Point-based annotation data:
****************************************

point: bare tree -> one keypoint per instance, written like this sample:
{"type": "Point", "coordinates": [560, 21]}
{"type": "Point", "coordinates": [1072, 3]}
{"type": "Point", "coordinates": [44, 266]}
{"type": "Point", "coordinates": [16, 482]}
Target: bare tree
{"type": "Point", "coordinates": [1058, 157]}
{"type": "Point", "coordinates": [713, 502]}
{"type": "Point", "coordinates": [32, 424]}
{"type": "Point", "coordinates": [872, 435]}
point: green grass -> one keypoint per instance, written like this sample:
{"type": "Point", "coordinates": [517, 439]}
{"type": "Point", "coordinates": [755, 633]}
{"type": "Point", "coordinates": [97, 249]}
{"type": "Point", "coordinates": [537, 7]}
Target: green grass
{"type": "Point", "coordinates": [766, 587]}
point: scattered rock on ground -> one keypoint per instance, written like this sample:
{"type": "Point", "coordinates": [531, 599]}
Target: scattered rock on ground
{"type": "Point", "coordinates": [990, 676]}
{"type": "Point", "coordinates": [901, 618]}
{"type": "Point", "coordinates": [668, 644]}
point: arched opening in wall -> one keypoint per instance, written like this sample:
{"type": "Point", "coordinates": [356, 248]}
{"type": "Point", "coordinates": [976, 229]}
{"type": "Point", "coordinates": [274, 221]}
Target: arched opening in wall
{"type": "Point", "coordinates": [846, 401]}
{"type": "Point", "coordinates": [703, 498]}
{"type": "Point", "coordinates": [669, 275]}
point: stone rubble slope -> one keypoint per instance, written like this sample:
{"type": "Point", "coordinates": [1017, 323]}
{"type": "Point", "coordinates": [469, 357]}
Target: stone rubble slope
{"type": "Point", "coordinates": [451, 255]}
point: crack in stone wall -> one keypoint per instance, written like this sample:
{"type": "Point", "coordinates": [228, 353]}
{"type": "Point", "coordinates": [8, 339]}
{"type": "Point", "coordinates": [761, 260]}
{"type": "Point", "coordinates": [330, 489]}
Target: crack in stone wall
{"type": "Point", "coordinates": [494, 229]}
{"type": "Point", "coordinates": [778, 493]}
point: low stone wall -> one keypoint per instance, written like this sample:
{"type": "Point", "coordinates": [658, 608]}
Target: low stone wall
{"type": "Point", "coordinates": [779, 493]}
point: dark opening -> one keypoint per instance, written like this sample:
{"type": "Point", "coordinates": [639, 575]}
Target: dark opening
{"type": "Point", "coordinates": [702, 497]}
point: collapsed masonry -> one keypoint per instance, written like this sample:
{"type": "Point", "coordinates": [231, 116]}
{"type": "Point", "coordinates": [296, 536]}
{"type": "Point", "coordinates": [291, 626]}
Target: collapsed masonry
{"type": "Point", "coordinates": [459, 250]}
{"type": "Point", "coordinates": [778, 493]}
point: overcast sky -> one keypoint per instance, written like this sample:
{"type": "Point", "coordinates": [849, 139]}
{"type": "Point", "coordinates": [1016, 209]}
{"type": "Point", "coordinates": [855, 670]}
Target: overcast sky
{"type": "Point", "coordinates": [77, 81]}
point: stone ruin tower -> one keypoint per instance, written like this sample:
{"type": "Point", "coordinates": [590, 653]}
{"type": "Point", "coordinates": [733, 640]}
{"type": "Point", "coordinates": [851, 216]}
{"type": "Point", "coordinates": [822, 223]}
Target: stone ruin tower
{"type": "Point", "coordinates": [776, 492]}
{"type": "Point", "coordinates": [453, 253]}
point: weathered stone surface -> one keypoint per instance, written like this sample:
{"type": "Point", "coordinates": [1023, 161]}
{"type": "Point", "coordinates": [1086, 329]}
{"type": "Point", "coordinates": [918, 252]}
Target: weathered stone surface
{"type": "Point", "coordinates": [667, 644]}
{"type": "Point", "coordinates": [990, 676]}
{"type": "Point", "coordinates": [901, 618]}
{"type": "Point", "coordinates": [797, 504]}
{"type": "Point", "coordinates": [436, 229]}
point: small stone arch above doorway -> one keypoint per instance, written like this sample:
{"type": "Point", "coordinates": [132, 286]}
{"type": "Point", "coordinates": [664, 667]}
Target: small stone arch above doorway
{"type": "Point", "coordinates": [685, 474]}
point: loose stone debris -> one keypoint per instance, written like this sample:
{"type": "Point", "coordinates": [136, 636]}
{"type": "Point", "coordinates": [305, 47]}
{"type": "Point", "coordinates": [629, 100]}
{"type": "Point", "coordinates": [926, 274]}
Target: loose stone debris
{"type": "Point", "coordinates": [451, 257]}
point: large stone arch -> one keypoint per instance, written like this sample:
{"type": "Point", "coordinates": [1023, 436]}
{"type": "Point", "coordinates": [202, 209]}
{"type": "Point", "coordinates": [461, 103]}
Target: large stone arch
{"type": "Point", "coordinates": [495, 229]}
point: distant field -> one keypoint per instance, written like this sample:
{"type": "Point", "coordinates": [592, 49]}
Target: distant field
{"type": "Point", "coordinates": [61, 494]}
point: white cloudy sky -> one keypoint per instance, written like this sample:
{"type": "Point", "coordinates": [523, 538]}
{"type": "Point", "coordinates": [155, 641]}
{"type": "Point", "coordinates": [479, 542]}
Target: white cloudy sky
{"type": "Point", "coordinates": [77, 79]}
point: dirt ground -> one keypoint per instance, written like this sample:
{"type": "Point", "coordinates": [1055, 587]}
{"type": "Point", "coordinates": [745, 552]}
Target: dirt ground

****************************************

(Stated exercise)
Reproduce each line verbatim.

(Solution)
point: bare tree -> one keypoint per instance, written like this sample:
{"type": "Point", "coordinates": [560, 21]}
{"type": "Point", "coordinates": [1072, 3]}
{"type": "Point", "coordinates": [44, 266]}
{"type": "Point", "coordinates": [16, 482]}
Target: bare tree
{"type": "Point", "coordinates": [1058, 157]}
{"type": "Point", "coordinates": [713, 502]}
{"type": "Point", "coordinates": [32, 424]}
{"type": "Point", "coordinates": [872, 435]}
point: green grass -> one keypoint per instance, written like this sample:
{"type": "Point", "coordinates": [517, 439]}
{"type": "Point", "coordinates": [755, 633]}
{"type": "Point", "coordinates": [97, 249]}
{"type": "Point", "coordinates": [537, 7]}
Target: green grass
{"type": "Point", "coordinates": [766, 587]}
point: scattered rock on ground -> one keypoint per instance, written like this sample:
{"type": "Point", "coordinates": [531, 599]}
Target: scattered rock on ground
{"type": "Point", "coordinates": [990, 676]}
{"type": "Point", "coordinates": [901, 618]}
{"type": "Point", "coordinates": [668, 644]}
point: arched opening in wall -> one keypoint per instance, written like this sample:
{"type": "Point", "coordinates": [356, 248]}
{"type": "Point", "coordinates": [976, 229]}
{"type": "Point", "coordinates": [274, 221]}
Target: arched opening in wall
{"type": "Point", "coordinates": [846, 401]}
{"type": "Point", "coordinates": [703, 498]}
{"type": "Point", "coordinates": [669, 275]}
point: stone rubble slope -> one keypoint per instance, written like this sample:
{"type": "Point", "coordinates": [1017, 323]}
{"type": "Point", "coordinates": [469, 357]}
Target: stone rubble slope
{"type": "Point", "coordinates": [451, 255]}
point: crack in stone wall -> one keypoint per instance, written like this sample:
{"type": "Point", "coordinates": [228, 353]}
{"type": "Point", "coordinates": [8, 339]}
{"type": "Point", "coordinates": [761, 260]}
{"type": "Point", "coordinates": [330, 489]}
Target: crack in stone wall
{"type": "Point", "coordinates": [494, 229]}
{"type": "Point", "coordinates": [778, 493]}
point: low stone wall -> one keypoint per instance, written like this sample:
{"type": "Point", "coordinates": [658, 608]}
Target: low stone wall
{"type": "Point", "coordinates": [779, 493]}
point: dark opening -> one keypoint per instance, written like this sample:
{"type": "Point", "coordinates": [639, 575]}
Target: dark opening
{"type": "Point", "coordinates": [702, 497]}
point: collapsed masonry -> one keypoint per instance, written like this sample:
{"type": "Point", "coordinates": [231, 116]}
{"type": "Point", "coordinates": [296, 536]}
{"type": "Point", "coordinates": [291, 626]}
Target: collapsed masonry
{"type": "Point", "coordinates": [459, 250]}
{"type": "Point", "coordinates": [778, 493]}
point: overcast sky -> one keypoint per instance, written like this sample:
{"type": "Point", "coordinates": [849, 139]}
{"type": "Point", "coordinates": [1016, 209]}
{"type": "Point", "coordinates": [855, 670]}
Target: overcast sky
{"type": "Point", "coordinates": [77, 81]}
point: stone ruin tower -> one keypoint per instance, written like this sample:
{"type": "Point", "coordinates": [590, 653]}
{"type": "Point", "coordinates": [733, 640]}
{"type": "Point", "coordinates": [851, 216]}
{"type": "Point", "coordinates": [822, 223]}
Target: stone ruin tower
{"type": "Point", "coordinates": [776, 492]}
{"type": "Point", "coordinates": [453, 253]}
point: weathered stone surface -> one keypoint per instance, written like this sample:
{"type": "Point", "coordinates": [1023, 161]}
{"type": "Point", "coordinates": [1086, 329]}
{"type": "Point", "coordinates": [918, 252]}
Target: weathered stone surface
{"type": "Point", "coordinates": [667, 644]}
{"type": "Point", "coordinates": [990, 676]}
{"type": "Point", "coordinates": [901, 618]}
{"type": "Point", "coordinates": [797, 504]}
{"type": "Point", "coordinates": [436, 229]}
point: small stone arch above doorway -> one keypoint per instance, written like this sample:
{"type": "Point", "coordinates": [132, 286]}
{"type": "Point", "coordinates": [664, 667]}
Target: small stone arch above doorway
{"type": "Point", "coordinates": [685, 474]}
point: loose stone debris -> one keypoint per instance, written like this sample:
{"type": "Point", "coordinates": [136, 636]}
{"type": "Point", "coordinates": [305, 47]}
{"type": "Point", "coordinates": [629, 100]}
{"type": "Point", "coordinates": [926, 274]}
Target: loose stone debris
{"type": "Point", "coordinates": [451, 257]}
point: large stone arch -> one keypoint per instance, written like this sample:
{"type": "Point", "coordinates": [1023, 436]}
{"type": "Point", "coordinates": [202, 209]}
{"type": "Point", "coordinates": [461, 103]}
Target: large stone arch
{"type": "Point", "coordinates": [495, 229]}
point: distant field -> one keypoint per instance, written like this sample:
{"type": "Point", "coordinates": [592, 49]}
Target: distant field
{"type": "Point", "coordinates": [61, 494]}
point: white cloudy sky -> one keypoint per instance, written like this sample:
{"type": "Point", "coordinates": [523, 538]}
{"type": "Point", "coordinates": [155, 641]}
{"type": "Point", "coordinates": [479, 542]}
Target: white cloudy sky
{"type": "Point", "coordinates": [77, 79]}
point: dirt ground -> one keypoint per instance, written like this sample:
{"type": "Point", "coordinates": [1055, 587]}
{"type": "Point", "coordinates": [745, 552]}
Target: dirt ground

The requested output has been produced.